» What you need to do
[a] Answer these from the profile of footballer Martí Ventolrà:
(i) What position did he play?
(ii) At which tournament did he represent Spain?
(iii) Which cup did he win during his time with Espanyol?
[b] From the profile of footballer Martí Ventolrà, list every team named under "Senior career".
[c] Extend the profile of footballer Martí Ventolrà, picking up after its last sentence.
━━━ Excerpted text ━━━
Personal information
- Full name: Martí Ventolrà Fort
- Date of birth: 16 December 1906
- Place of birth: Barcelona, Spain
- Date of death: 5 June 1977 (aged 70)
- Place of death: Mexico City, Mexico
- Height: 1.67 m (5 ft 5+1⁄2 in)
- Position(s): Winger

Youth career
- Fort-pienc
- Catalunya Les Corts

Senior career*
- Years: Team / Apps / (Gls)
- 1924–1930: Español / 30 / (16)
- 1930–1933: Sevilla
- 1933–1937: Barcelona / 58 / (31)
- 1939–1940: Real Club España
- 1940–1949: Atlante

International career
- 1930–1936: Spain / 12 / (3)

= Martí Ventolrà =

Spanish footballer

Martí Ventolrà Fort (16 December 1906 — 5 June 1977) was a former Spanish footballer. He formed part of the forward set up of FC Barcelona which also included Raich, Escolà, Fernandez and Munlloch. He represented Spain at the 1934 FIFA World Cup.

==Career==
Born in Barcelona, Ventolrà began playing youth football with local sides Fortpienc and Catalunya de Les Cortes. His first senior contract was with RCD Espanyol, and Ventolrà made his competitive debut for the club in 1925. He played for Espanyol through the 1929–30 La Liga season, winning the 1928–29 Copa del Rey during his time with the club.
━━━ Supplied records ━━━
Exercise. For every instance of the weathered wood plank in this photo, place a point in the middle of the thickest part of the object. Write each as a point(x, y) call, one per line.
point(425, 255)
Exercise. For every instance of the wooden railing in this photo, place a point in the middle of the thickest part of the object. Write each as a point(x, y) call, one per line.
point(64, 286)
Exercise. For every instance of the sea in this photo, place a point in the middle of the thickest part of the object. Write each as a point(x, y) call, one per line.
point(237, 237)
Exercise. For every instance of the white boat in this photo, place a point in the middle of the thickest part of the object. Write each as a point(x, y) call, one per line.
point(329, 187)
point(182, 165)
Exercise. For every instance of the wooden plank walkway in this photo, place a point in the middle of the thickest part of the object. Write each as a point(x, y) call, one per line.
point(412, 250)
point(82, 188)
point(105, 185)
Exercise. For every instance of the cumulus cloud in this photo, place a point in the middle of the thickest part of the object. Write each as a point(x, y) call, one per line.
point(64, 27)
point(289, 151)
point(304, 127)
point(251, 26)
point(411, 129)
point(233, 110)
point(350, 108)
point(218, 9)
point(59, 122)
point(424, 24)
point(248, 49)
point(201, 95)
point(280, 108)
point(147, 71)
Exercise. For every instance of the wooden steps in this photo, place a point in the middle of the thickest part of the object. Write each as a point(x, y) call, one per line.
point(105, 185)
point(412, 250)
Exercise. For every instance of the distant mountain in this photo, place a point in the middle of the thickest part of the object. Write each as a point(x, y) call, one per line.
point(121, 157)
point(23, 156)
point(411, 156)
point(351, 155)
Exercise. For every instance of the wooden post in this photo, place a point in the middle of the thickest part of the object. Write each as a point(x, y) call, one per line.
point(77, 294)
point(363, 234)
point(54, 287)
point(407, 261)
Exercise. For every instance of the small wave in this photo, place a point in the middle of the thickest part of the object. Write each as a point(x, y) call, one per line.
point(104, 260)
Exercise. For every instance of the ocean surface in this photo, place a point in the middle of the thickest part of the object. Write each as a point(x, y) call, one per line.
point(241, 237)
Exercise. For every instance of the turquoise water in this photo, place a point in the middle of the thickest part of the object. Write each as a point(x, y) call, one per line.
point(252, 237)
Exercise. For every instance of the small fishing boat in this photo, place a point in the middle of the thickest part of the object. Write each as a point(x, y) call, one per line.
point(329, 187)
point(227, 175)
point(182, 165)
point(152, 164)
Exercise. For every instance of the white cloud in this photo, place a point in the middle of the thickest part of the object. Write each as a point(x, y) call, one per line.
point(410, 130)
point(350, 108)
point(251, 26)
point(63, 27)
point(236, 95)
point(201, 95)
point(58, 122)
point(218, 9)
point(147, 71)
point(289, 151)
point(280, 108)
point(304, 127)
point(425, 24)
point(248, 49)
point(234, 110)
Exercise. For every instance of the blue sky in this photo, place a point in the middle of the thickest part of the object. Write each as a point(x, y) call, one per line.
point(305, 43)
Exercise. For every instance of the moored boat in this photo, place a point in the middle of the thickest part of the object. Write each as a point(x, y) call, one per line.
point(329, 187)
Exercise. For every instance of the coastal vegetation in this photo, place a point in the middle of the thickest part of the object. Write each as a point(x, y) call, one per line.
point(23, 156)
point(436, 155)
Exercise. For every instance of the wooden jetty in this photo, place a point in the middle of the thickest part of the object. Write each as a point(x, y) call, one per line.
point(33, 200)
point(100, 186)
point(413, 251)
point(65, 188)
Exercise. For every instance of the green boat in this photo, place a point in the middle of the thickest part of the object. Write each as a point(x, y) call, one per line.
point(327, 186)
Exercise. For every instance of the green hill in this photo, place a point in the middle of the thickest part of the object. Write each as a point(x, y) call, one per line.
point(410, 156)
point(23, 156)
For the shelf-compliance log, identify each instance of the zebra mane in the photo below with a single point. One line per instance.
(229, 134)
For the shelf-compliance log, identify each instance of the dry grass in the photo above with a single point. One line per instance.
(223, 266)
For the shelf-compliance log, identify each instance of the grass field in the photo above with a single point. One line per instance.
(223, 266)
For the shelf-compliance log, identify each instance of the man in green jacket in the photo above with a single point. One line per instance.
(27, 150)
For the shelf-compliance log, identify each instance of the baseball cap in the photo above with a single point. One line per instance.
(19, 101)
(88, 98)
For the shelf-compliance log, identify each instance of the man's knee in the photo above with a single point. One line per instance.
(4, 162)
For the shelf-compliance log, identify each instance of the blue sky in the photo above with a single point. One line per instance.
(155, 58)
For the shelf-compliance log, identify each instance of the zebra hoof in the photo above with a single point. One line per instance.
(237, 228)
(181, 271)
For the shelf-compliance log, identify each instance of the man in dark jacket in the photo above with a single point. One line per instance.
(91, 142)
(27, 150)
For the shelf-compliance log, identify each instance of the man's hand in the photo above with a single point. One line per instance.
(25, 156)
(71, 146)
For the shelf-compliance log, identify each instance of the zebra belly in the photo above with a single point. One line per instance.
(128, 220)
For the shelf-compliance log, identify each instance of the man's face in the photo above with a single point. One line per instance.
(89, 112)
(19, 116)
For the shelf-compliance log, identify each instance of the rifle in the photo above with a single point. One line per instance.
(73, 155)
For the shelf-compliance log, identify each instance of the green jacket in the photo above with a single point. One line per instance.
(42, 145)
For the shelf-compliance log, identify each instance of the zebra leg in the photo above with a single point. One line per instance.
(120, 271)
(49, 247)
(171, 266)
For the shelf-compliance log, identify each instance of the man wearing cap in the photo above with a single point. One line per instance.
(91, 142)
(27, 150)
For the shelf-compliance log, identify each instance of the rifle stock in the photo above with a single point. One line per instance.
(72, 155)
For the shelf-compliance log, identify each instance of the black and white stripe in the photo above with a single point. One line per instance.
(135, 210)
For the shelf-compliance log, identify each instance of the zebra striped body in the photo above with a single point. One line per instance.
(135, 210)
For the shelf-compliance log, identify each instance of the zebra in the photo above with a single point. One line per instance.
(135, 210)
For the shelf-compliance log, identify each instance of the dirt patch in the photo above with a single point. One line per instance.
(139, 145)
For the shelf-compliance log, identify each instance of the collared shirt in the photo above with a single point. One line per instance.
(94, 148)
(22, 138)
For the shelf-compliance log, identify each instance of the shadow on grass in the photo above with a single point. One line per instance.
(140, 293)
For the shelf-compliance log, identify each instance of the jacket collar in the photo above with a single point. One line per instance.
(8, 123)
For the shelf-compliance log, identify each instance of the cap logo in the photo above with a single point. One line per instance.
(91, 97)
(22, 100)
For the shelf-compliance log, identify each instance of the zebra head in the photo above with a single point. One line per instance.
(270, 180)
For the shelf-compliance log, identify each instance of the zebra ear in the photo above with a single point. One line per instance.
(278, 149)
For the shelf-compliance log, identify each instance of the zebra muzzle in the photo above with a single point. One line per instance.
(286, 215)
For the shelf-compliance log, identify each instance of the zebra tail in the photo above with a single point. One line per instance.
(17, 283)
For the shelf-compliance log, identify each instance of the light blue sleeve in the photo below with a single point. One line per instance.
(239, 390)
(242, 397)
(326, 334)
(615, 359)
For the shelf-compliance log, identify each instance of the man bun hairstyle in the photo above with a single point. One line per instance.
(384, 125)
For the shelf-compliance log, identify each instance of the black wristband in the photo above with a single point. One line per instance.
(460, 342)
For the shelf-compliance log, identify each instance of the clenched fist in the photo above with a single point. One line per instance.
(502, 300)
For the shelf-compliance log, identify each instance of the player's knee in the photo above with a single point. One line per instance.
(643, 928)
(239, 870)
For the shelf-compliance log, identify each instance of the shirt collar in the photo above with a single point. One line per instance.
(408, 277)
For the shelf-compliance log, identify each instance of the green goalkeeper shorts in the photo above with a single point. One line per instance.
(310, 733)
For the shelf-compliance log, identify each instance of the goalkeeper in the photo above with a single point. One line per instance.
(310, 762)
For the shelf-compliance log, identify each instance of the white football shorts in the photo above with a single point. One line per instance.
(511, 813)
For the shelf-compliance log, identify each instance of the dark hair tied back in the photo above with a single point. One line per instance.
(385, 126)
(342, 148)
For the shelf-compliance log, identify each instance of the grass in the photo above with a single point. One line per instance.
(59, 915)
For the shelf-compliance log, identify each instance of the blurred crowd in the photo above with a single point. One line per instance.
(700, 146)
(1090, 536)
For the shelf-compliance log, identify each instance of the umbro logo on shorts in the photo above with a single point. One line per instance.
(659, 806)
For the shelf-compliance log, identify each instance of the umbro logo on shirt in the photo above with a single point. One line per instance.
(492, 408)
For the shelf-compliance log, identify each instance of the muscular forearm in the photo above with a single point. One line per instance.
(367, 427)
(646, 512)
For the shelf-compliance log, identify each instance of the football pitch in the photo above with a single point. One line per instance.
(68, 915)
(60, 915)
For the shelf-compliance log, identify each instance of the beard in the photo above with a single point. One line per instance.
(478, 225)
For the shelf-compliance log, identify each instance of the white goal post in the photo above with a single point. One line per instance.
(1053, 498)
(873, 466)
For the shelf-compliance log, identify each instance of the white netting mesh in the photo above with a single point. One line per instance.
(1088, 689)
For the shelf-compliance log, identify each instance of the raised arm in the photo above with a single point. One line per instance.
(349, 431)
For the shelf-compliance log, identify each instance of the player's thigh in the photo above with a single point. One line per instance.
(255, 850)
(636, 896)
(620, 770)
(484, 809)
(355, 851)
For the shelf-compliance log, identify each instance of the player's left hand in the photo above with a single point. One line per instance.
━━━
» Answers for the exercise
[a]
(i) Winger
(ii) The 1934 FIFA World Cup
(iii) The 1928–29 Copa del Rey

[b] Español, Sevilla, Barcelona, Real Club España, Atlante

[c]
A spell with Sevilla FC followed, and then Ventolrà joined his hometown's club FC Barcelona. He won the Campionat de Catalunya twice with Barcelona, and scored 31 goals in 58 La Liga matches, including scoring four goals against Real Madrid on 21 April 1935.

In 1937, Ventolrà emigrated to Mexico during the Spanish Civil War. He is the father of the Mexican footballer José Vantolrá.

==Personal==
While he was playing football in Mexico, Ventolrà married Josefina Rangel Cárdenas, the niece of Mexico's President Lázaro Cárdenas. They had four children, Martín, Pepe, Guadelupe and Jorge. Martín and Pepe were professional footballers who played for Deportivo Toluca F.C., and Pepe played for Mexico at the 1970 FIFA World Cup finals.

Ventolrà's brother Josep was also a footballer who played for FC Barcelona.